● How to complete this task
In the listing below, identify each line with the word "Target" and return those lines.

● Data to process
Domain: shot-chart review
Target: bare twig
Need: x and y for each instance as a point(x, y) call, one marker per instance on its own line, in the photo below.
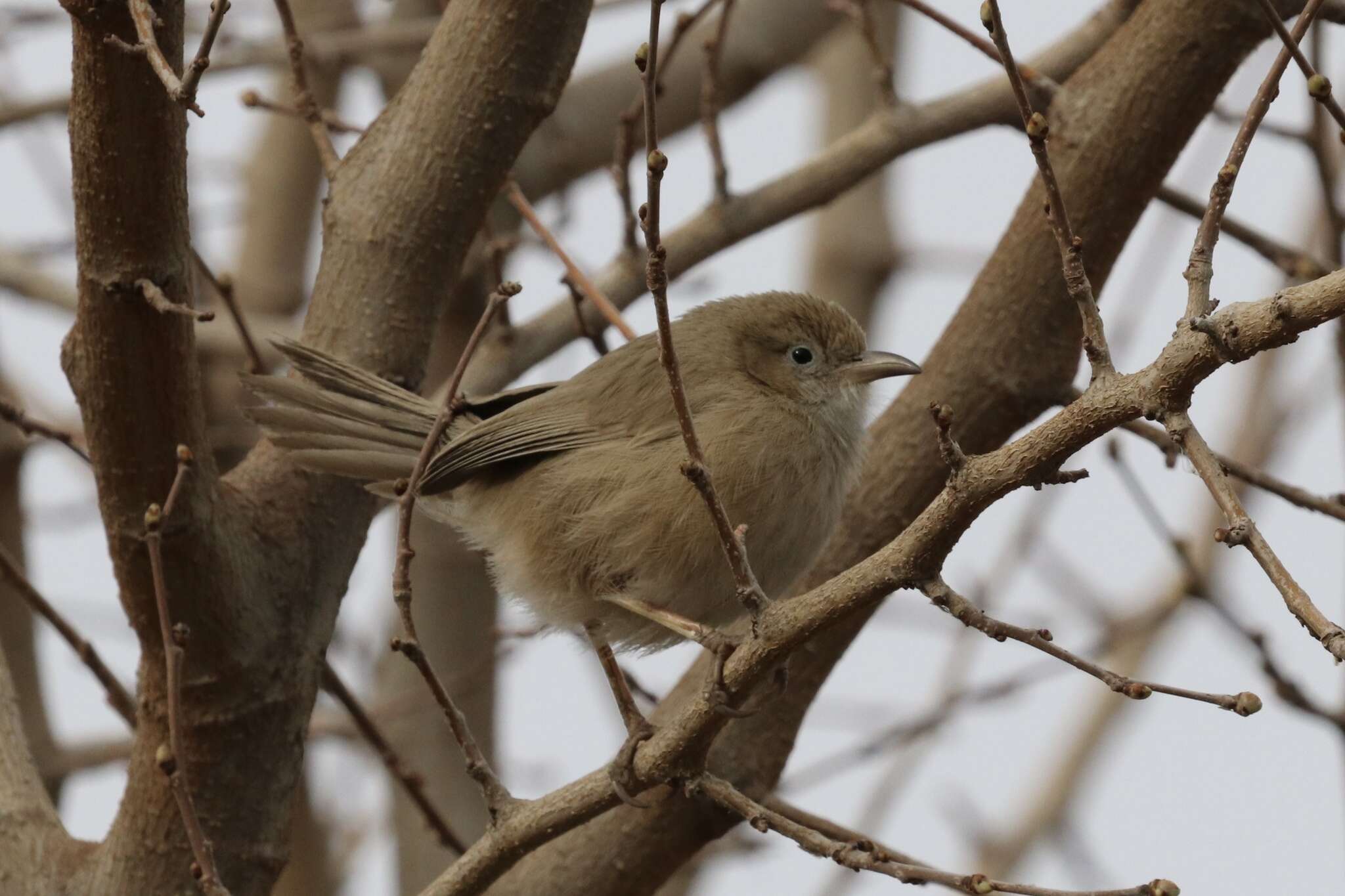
---
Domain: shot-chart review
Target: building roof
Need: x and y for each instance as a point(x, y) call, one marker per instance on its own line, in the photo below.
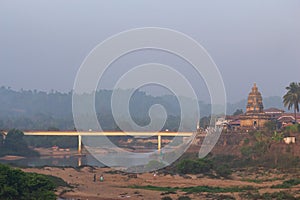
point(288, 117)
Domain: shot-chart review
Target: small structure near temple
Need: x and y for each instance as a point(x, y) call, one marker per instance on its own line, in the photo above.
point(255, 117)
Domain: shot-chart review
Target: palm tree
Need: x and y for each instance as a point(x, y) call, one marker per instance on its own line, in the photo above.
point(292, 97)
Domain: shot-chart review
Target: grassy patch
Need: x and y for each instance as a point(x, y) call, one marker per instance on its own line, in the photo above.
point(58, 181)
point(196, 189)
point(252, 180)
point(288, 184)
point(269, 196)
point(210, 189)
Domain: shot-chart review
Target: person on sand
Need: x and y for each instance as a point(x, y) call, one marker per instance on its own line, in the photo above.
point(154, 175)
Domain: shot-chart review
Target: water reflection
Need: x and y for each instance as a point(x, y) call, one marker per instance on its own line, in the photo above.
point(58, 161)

● Answer for the task
Target: bare twig
Target: building roof
Target: small structure near temple
Target: palm tree
Target: grassy patch
Target: person on sand
Target: water reflection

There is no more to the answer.